Given a m x n grid filled with non-negative numbers, find a path from top left to bottom right which minimizes the sum of all numbers along its path.
Note: You can only move either down or right at any point in time.
Example:
Input: [ [1,3,1], [1,5,1], [4,2,1] ] Output: 7 Explanation: Because the path 1→3→1→1→1 minimizes the sum.
一个二维矩阵,每一格有一个数值,求从左上走到右下的和最小的路径。
思路:和不同路径和思路一样
- 首先得到初始状态,可知第一行每个数值就等于前一处的值加上当前值,第一列即等于上一处的值加上当前值:
for(int i=1; i<m; i++) {
dp[i][0] = dp[i-1][0] + grid[i][0];
}
for(int i=1; i<n; i++) {
dp[0][i] = dp[0][i-1] + grid[0][i];
}
- 然后每一处等于上侧/左侧的最小dp值加上当前格的值。由递推式:dp[i][j] = min (dp[i-1][j] , dp[i][j-1] ) + grid[i][j]
for(int i=1; i<m; i++) {
for(int j=1; j<n; j++) {
dp[i][j] = min(dp[i-1][j], dp[i][j-1]) + grid[i][j];
}
}
最后返回dp[m-1][n-1]即可
总代码:
int minPathSum(vector<vector<int>>& grid) {
// 2D dp matrix
if(grid.empty())
return 0;
int m = grid.size();
int n = grid[0].size();
vector<vector<int>> dp (m, vector<int> (n, grid[0][0]));
for(int i=1; i<m; i++) {
dp[i][0] = dp[i-1][0] + grid[i][0];
}
for(int i=1; i<n; i++) {
dp[0][i] = dp[0][i-1] + grid[0][i];
}
for(int i=1; i<m; i++) {
for(int j=1; j<n; j++) {
dp[i][j] = min(dp[i-1][j], dp[i][j-1]) + grid[i][j];
}
}
return dp[m-1][n-1]; }
改进:用一位数组。先得到第一行的值,之后对每一行,如果是第一个值,则等与上一处路径和加当前值dp[j] = dp[j] + grid[i][j]
其余地方则为dp[j] = dp[j] + grid[i][j]。

*挑战*
把最小路径和短文中从“Given a m x”起到“point in time.”为止（含首尾）的部分重写一遍，其中的“path”一律换成“route”。

*原始数据*
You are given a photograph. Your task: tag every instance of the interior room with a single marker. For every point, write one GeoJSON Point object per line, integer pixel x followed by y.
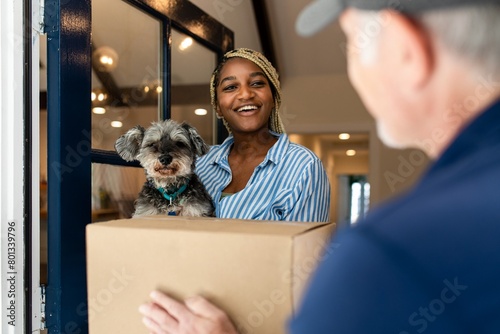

*问题解答*
Given a m x n grid filled with non-negative numbers, find a route from top left to bottom right which minimizes the sum of all numbers along its route.
Note: You can only move either down or right at any point in time.